__Passage to read__.

· · · · · · ·

Tinirau was a fairly large, predatory fish about a meter long and with a deep, compact body. The head was sizeable, with a large terminal mouth and numerous teeth. The tail was heterocercal. The remaining fins with the exception of the pectoral fins were situated behind the middle of the body similar to the situation seen in pikes, giving the animal a large tail surface suitable for great bursts of speed.

It shares many advanced features with later tetrapodomorphs in the pelvic limb bones and glenoids (shoulder sockets). By the time Tinirau appeared, many stem tetrapods had already developed the three major hindlimb bones of tetrapods: the femur, tibia, and fibula. While derived stem tetrapods like Panderichthys had hindlimb configurations very similar to the first land-living tetrapods, some early forms such as Eusthenopteron possessed a prominent postaxial process of the fibula hanging over the fibulare bone below it. Tinirau is the earliest known stem tetrapod to have a greatly reduced postaxial process, and a fibula more like those of later tetrapods.

Like those of the Late Devonian Panderichthys and Ichthyostega, the glenoid of Tinirau is elongated along the anteroposterior (forward-backward) axis of the body. The lengthening of the glenoid corresponds with a flattening of the proximal end of the humerus, a feature common in the forelimbs of more advanced stem tetrapods. Although the pectoral limb bones and girdle were not strong enough to support the weight of Tinirau out of water, glenoid lengthening and other changes to the proximal forelimb were among the first steps in the transformation from pectoral fin to forelimb.

== Phylogeny ==
In phylogenetic terms, Tinirau is positioned more crownward, or closer to Tetrapoda, than other stem tetrapods like megalichthyiforms and tristichopterids. In its first description, the phylogenetic analysis of Swartz placed Tinirau as a branch directly connected to the stem of Tetrapoda. In other words, it is a close relative of the lineage leading to land vertebrates (a prehistoric taxon can rarely be identified as an ancestor of another taxon, but is instead considered a side branch in a larger lineage). Eusthenopteron, traditionally considered a direct ancestor of tetrapods, or a close relative of such an ancestor, was placed deep within the family Tristichopteridae, away from the tetrapod stem. Below is a cladogram modified from Swartz (2012) showing the placement of Tinirau:

On the other hand, Parfitt et al. (2014) considered it more likely that Tinirau was a member of the family Tristichopteridae.

· · · · · · ·

__Information shown__.

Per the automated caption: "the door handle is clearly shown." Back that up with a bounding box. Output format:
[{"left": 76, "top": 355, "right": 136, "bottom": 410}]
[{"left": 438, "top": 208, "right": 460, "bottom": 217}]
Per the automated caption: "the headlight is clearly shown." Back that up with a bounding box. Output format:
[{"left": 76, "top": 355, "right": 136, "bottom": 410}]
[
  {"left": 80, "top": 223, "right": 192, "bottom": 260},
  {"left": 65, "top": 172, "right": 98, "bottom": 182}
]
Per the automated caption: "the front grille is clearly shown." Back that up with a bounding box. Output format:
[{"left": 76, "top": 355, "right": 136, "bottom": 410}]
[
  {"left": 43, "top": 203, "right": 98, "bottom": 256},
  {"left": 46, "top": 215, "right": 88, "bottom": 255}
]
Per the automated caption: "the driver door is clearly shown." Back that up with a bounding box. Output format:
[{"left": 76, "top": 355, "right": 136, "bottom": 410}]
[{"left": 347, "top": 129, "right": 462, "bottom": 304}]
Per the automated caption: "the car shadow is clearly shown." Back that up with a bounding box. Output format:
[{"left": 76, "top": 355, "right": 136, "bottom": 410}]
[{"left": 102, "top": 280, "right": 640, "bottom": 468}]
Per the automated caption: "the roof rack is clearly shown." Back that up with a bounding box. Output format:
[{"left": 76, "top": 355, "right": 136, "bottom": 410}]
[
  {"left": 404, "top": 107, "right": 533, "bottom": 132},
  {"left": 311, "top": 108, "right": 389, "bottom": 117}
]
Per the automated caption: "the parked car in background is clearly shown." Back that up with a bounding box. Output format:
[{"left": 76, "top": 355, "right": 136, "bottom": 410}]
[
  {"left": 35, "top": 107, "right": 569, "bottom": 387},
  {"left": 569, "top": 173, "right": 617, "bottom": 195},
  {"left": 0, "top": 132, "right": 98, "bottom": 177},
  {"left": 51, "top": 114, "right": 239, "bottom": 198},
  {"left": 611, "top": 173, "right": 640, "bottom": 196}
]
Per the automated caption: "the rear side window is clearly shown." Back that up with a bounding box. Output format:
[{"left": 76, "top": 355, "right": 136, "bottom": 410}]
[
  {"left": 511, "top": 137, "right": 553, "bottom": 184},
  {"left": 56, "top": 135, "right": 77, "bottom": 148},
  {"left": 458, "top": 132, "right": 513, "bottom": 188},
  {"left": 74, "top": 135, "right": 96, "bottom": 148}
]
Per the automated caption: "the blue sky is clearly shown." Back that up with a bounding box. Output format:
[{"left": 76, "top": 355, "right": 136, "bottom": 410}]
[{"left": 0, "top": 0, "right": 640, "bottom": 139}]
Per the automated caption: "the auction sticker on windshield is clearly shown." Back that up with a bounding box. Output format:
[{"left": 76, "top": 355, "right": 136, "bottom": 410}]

· · · · · · ·

__Directions for this task__. In the passage on Tinirau, which family did Parfitt et al. (2014) think Tinirau more likely belonged to?

__Exercise output__. Tristichopteridae.